## [EXERCISE]
List every line of the records that contains the word "trunk", matching case.

## [TASK MATERIAL]
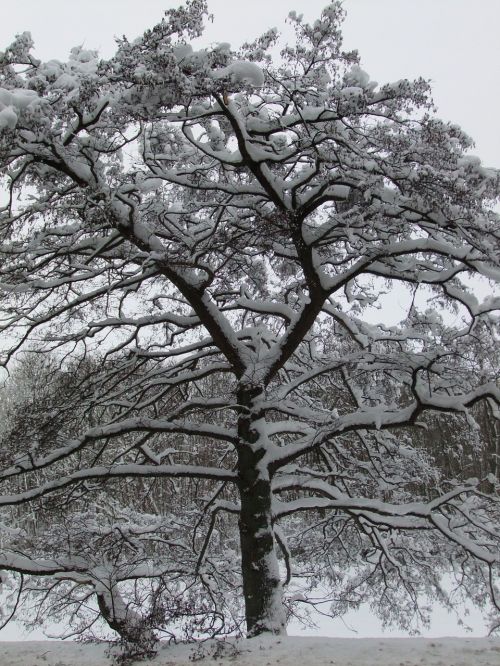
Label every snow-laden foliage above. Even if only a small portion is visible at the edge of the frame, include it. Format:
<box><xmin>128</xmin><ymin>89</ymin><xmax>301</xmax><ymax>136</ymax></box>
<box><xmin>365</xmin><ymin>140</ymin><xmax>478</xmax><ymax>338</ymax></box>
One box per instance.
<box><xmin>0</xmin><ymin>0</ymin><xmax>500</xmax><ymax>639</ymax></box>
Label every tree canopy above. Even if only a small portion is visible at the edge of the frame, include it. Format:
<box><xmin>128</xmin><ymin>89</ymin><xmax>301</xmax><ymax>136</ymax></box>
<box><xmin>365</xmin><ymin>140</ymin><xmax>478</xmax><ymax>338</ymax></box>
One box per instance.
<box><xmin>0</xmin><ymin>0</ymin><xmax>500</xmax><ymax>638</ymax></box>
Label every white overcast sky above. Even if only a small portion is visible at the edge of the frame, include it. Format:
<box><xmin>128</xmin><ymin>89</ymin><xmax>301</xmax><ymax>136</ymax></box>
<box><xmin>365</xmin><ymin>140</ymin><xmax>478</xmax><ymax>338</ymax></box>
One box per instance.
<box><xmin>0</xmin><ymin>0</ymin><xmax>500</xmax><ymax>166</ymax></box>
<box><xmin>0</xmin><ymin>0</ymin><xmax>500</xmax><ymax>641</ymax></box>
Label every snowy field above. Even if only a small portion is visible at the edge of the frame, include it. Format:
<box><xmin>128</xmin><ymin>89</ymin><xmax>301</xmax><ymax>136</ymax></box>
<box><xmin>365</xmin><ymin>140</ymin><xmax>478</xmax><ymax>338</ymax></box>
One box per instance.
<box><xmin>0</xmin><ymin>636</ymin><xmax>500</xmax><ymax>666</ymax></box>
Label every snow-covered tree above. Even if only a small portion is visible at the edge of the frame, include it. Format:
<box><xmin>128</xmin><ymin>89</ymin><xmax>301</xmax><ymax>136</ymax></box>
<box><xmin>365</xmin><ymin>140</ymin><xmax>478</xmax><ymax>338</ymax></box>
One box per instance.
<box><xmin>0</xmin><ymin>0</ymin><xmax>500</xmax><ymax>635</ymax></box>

--

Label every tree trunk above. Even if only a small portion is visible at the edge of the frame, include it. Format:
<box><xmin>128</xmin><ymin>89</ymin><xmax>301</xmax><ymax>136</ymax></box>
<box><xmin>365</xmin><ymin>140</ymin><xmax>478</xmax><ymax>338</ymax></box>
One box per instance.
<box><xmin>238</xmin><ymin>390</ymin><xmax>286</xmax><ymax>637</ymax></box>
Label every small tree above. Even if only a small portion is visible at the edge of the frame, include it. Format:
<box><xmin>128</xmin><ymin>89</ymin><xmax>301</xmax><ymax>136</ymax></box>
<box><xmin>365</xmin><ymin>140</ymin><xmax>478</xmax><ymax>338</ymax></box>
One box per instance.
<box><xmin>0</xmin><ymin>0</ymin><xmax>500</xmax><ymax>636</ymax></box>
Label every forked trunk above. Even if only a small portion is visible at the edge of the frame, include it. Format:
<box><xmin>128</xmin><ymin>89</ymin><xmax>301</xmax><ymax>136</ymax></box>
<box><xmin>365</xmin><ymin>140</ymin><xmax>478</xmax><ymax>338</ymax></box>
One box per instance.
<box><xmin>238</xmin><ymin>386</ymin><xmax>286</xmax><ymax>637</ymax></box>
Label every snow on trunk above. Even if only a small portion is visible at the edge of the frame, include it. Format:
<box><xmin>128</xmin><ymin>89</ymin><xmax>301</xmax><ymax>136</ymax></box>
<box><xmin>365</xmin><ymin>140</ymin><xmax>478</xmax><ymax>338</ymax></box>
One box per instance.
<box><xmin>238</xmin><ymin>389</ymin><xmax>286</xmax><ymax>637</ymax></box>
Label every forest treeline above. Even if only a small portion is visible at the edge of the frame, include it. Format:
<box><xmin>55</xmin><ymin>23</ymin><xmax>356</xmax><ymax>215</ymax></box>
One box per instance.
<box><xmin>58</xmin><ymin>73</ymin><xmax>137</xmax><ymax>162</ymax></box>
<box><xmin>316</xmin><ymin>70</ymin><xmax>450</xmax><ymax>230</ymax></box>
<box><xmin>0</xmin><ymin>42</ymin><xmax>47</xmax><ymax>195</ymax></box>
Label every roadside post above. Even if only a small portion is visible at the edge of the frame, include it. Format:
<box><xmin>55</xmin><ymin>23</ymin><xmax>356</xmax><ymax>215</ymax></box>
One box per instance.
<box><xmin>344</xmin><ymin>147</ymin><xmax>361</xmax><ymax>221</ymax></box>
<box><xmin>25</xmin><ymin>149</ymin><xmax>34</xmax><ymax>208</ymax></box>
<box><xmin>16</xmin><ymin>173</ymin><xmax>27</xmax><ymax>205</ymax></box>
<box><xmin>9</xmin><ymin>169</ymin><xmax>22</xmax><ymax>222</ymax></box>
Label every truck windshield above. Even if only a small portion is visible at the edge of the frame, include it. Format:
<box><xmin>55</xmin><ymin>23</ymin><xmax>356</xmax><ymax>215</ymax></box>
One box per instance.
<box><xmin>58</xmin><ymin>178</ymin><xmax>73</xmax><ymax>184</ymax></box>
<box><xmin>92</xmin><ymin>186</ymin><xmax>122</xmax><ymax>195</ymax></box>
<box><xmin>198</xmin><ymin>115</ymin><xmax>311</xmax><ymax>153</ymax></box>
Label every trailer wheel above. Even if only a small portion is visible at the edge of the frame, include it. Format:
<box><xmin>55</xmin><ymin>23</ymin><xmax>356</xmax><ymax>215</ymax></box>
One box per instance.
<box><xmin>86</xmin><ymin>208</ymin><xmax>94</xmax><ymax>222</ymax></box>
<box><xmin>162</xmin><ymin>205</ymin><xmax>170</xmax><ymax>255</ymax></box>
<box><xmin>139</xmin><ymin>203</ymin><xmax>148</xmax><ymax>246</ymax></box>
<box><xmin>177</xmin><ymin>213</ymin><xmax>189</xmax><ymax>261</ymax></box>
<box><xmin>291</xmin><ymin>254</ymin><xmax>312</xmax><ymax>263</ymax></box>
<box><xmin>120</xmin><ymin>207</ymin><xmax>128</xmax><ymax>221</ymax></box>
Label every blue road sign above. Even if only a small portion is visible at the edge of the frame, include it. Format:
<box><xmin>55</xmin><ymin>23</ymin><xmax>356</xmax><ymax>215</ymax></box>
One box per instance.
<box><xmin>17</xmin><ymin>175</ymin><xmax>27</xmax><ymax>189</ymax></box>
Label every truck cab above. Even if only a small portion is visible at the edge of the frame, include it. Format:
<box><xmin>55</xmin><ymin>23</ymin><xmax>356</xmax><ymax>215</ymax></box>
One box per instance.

---

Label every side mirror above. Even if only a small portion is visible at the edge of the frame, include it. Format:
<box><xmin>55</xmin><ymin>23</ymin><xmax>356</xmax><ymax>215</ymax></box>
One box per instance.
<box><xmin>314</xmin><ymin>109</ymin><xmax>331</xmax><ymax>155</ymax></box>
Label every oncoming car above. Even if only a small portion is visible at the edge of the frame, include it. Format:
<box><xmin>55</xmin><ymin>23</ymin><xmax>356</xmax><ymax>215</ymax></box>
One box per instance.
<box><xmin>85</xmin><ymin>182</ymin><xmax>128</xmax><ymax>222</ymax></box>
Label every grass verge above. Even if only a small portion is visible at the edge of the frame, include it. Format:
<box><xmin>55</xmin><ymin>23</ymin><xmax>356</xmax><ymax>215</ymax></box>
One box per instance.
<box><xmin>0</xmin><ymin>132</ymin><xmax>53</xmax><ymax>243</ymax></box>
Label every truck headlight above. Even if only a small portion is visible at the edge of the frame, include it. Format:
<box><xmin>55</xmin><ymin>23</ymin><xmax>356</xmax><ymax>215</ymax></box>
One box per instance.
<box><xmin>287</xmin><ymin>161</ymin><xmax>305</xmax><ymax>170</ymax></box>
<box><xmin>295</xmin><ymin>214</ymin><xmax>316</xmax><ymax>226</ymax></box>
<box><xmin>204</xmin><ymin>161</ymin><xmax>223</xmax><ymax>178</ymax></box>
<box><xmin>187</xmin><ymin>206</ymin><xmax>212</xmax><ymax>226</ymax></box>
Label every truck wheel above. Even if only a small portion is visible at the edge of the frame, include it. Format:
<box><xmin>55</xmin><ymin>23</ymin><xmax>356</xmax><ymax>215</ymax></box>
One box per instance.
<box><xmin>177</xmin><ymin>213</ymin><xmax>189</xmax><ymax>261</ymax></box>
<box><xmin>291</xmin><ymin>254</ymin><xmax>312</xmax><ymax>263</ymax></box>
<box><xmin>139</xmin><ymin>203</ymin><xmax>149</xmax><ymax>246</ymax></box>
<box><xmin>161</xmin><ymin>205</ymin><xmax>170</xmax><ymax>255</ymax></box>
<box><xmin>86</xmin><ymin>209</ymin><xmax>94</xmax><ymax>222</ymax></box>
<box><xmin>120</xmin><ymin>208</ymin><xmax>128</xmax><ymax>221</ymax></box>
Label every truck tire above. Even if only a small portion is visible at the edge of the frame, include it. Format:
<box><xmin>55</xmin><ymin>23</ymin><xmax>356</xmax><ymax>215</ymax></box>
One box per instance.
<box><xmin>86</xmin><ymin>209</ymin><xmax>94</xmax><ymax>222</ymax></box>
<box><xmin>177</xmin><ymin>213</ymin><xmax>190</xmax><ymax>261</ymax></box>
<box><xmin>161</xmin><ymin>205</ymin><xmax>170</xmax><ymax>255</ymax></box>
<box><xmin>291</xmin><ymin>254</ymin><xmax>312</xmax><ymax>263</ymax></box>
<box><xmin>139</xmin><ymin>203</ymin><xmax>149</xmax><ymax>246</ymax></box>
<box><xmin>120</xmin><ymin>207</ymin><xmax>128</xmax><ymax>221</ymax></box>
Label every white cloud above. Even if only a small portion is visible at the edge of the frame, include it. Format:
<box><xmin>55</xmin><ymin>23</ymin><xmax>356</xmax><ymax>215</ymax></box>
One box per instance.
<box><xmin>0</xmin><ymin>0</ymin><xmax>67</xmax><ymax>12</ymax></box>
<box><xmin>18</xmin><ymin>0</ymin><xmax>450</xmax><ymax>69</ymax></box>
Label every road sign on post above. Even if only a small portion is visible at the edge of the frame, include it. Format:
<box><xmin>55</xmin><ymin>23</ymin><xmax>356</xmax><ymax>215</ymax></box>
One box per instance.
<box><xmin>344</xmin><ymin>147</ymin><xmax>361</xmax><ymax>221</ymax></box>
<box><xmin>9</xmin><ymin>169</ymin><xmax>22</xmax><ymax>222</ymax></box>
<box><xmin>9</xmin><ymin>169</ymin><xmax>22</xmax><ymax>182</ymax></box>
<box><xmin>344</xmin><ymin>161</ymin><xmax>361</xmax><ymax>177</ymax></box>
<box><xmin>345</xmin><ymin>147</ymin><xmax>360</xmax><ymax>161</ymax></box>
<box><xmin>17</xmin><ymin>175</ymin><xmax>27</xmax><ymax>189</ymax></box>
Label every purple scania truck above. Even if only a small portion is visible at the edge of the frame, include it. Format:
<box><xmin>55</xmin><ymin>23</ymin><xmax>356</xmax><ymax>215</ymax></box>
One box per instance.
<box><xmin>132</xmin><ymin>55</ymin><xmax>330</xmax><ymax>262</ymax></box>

## [PROBLEM SOLUTION]
Label every tree trunk above. Even if only a small portion is visible at the edge of the frame, include it. Format:
Label every forked trunk above. Even if only a small portion is visible at the edge of the frame, include it. Format:
Label every snow on trunk above. Even if only a small portion is visible at the edge of the frame, include it. Format:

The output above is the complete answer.